Poucos dias depois, um engenheiro chamado Michel-Ange Lancret mandou uma carta a Monge e Berthollet no Cairo, informando-os da descoberta. Menou enviou a pedra aos acadêmicos no Cairo em agosto. Jean-Jacques Marcel, o orientalista da expedição, foi o primeiro a examiná-la. Identificou a segunda escrita como sendo “demótica” – uma versão popular mais simplificada da antiga língua egípcia. Os cientistas ficaram entusiasmados. Possivelmente, as cinquenta e cinco linhas em grego e as trinta e duas em demótico inscritas na pedra tornariam possível traduzir a terceira, um fragmento de texto menor, catorze linhas em escrita hieroglífica na parte inferior da pedra.
Quando os franceses encontraram a Pedra de Roseta, como passou a ser conhecida, 1500 anos haviam se passado desde que o último ser humano fora capaz de ler um único caractere da escrita hieroglífica egípcia. Ainda que a antiga civilização tivesse durado milhares de anos, a erradicação do paganismo egípcio fora súbita e total. Os cristãos que conquistaram o país no século três ordenaram que os habitantes locais abandonassem sua antiga escrita religiosa. O coptas – egípcios recém cristianizados – aceitaram a imposição sem protestar e passaram a usar o alfabeto grego. Com a antiga cultura já em processo de rápido declínio, não se passou mais duas ou três gerações até nenhum ser humano sequer ser capaz de decifrar a “língua dos deuses”, como era conhecida a escrita hieroglífica. Diante dessa situação a Pedra de Roseta era o descobrimento arqueológico mais importante da história humana. Fazia-se necessário que alguém conseguisse decifrá-la.
Com a derrota de Napoleão pelos ingleses no Egito, assinou-se o Pacto de Alexandria que espoliou os franceses daqueles bens que eles haviam espoliado dos egípcios, a Pedra de Roseta acabou indo para Londres onde se encontra até hoje. Aos perdedores as batatas! Ou melhor, restaram apenas litografias feitas por Conté, as quais foram enviadas a Paris onde se encontram no Louvre.
++++++++
ENUNCIADO A
Reescreva de forma mais breve o parágrafo do trecho que começa com "Com a derrota de Napoleão", preservando seus fatos principais.
As linhas a seguir não têm relação com o trecho.

LINHAS LISTADAS
++++++++
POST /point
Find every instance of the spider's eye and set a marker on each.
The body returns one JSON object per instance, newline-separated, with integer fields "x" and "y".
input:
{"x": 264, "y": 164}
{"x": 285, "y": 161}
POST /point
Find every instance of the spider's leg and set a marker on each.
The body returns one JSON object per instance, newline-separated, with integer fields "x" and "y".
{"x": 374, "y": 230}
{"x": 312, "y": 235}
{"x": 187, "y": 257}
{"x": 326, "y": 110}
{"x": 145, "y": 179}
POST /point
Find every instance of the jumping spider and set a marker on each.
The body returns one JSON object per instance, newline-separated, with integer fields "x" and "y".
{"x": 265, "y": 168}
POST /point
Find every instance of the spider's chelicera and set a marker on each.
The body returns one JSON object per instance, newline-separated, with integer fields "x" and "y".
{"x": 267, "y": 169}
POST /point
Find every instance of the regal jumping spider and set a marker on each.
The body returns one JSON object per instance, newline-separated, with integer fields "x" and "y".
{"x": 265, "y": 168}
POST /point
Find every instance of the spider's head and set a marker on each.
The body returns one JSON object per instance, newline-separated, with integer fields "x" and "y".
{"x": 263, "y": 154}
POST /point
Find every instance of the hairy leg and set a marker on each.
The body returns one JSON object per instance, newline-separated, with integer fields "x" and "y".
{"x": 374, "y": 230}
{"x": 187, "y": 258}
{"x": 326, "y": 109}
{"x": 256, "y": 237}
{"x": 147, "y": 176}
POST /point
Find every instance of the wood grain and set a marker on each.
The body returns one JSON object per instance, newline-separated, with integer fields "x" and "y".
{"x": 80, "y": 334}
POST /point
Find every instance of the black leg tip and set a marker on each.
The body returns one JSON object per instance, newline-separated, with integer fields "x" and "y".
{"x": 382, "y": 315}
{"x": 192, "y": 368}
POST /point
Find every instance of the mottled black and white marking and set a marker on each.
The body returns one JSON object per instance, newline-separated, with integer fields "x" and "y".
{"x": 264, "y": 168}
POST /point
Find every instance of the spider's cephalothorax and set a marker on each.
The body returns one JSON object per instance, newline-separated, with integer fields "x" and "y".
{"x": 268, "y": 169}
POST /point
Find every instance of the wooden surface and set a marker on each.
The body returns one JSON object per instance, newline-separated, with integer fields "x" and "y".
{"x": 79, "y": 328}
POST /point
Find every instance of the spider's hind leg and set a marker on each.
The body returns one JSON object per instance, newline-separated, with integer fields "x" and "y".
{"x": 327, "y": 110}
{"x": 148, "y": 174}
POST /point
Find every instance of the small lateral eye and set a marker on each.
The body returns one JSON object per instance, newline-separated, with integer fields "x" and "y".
++++++++
ENUNCIADO B
Conte as linhas acima que contêm a palavra "black", diferenciando maiúsculas de minúsculas. Responda somente com o número.

RESPOSTA FINAL A
Depois que os ingleses derrotaram Napoleão no Egito, o Pacto de Alexandria tirou dos franceses os bens que eles haviam tomado dos egípcios. A Pedra de Roseta foi para Londres, onde está até hoje. Aos franceses restaram apenas as litografias feitas por Conté, enviadas a Paris e guardadas no Louvre.

RESPOSTA FINAL B
2